**Goal of the exercise:** Your task is to copy the lines of the data below from the line holding "Query: metal barrier fence" through the line holding "Query: beige floor tile", inclusive, exactly and with nothing added.

-*-*-

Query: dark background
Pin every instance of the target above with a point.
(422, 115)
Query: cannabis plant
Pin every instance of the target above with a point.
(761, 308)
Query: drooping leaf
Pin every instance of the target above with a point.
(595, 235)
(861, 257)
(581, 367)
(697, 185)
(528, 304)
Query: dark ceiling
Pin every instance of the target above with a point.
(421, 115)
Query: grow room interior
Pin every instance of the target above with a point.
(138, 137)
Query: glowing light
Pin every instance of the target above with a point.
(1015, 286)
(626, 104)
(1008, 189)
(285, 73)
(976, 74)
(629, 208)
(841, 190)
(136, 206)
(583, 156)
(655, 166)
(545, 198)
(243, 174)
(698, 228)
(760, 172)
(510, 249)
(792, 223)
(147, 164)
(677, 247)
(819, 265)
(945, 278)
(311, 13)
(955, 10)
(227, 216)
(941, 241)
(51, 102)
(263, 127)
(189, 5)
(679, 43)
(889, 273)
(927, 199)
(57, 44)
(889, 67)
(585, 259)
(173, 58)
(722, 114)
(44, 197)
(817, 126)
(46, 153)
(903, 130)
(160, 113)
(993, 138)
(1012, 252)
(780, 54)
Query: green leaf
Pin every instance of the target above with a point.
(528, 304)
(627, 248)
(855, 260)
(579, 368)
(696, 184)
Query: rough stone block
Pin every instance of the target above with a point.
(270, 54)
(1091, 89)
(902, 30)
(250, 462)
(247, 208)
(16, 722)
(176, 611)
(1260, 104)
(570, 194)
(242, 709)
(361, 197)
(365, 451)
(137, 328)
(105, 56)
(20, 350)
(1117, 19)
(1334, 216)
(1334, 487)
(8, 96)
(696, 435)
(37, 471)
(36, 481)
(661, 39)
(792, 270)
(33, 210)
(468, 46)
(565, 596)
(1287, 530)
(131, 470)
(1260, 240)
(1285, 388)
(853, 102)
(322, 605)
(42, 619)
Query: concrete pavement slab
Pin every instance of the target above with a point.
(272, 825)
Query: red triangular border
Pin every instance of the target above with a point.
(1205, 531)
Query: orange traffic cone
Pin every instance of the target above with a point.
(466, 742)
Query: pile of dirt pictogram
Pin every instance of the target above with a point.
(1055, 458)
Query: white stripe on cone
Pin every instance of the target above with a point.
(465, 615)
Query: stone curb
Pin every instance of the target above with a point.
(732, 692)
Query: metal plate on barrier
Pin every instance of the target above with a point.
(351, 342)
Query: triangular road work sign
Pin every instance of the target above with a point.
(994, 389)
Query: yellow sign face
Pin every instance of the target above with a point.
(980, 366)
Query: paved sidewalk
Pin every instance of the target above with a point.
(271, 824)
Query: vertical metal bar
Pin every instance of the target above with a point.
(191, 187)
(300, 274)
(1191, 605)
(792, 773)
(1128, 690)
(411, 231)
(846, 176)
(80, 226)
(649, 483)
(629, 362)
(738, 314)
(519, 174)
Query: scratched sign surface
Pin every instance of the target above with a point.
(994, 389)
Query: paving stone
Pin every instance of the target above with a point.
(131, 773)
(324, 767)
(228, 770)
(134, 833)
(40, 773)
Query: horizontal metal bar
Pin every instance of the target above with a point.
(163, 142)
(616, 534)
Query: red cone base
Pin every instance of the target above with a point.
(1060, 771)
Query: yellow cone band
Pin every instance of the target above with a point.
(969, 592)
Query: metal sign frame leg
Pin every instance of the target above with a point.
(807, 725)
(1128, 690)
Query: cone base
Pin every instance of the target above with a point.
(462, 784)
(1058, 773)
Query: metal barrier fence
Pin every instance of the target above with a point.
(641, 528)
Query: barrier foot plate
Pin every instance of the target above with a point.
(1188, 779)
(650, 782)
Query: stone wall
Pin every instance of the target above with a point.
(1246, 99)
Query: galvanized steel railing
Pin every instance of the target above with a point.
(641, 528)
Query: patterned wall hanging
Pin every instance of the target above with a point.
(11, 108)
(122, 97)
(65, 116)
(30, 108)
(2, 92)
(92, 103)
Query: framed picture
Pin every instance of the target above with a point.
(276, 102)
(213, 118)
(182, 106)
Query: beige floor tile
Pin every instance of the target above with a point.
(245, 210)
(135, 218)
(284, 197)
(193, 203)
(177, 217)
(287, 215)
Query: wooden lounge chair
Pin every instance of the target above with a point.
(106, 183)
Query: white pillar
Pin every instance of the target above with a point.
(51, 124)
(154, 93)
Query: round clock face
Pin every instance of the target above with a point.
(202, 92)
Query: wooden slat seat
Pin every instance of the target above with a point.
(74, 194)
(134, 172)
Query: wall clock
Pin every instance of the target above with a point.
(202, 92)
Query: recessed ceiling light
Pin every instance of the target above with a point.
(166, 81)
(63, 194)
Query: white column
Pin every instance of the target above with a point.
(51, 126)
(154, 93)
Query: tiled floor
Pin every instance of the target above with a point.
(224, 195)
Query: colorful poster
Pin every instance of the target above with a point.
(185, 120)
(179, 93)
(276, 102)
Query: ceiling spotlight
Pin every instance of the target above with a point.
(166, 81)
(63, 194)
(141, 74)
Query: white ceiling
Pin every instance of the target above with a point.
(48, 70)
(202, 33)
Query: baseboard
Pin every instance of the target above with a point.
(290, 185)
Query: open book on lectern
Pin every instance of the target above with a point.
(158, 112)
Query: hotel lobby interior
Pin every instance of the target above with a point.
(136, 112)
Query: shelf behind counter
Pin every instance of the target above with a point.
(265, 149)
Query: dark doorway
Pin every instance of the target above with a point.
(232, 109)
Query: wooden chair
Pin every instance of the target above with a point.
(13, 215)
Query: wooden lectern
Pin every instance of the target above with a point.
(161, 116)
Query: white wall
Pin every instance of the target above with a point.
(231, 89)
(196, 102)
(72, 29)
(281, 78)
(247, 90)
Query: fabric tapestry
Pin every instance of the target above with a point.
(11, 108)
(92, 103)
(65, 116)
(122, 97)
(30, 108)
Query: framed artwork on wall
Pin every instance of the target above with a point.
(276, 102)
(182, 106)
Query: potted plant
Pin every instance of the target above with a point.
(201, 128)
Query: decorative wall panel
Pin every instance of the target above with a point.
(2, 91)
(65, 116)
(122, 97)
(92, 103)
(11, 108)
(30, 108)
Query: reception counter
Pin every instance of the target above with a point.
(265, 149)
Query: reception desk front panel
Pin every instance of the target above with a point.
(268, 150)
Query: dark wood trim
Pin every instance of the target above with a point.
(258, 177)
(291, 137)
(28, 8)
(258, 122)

-*-*-

**Expected answer:**
Query: metal barrier fence
Pin every instance of the target above with a point.
(641, 528)
Query: barrier foot plate
Pin every instance of the target above with a point.
(1188, 779)
(650, 782)
Query: stone wall
Pin every instance of the target above with a point.
(1246, 99)
Query: galvanized steel railing
Pin every instance of the target above with a point.
(641, 528)
Query: patterned wall hanging
Pin every instance of the target above with a point.
(11, 108)
(122, 97)
(65, 116)
(30, 108)
(2, 92)
(92, 103)
Query: framed picture
Pin every instance of the target above with a point.
(276, 102)
(213, 118)
(182, 106)
Query: beige floor tile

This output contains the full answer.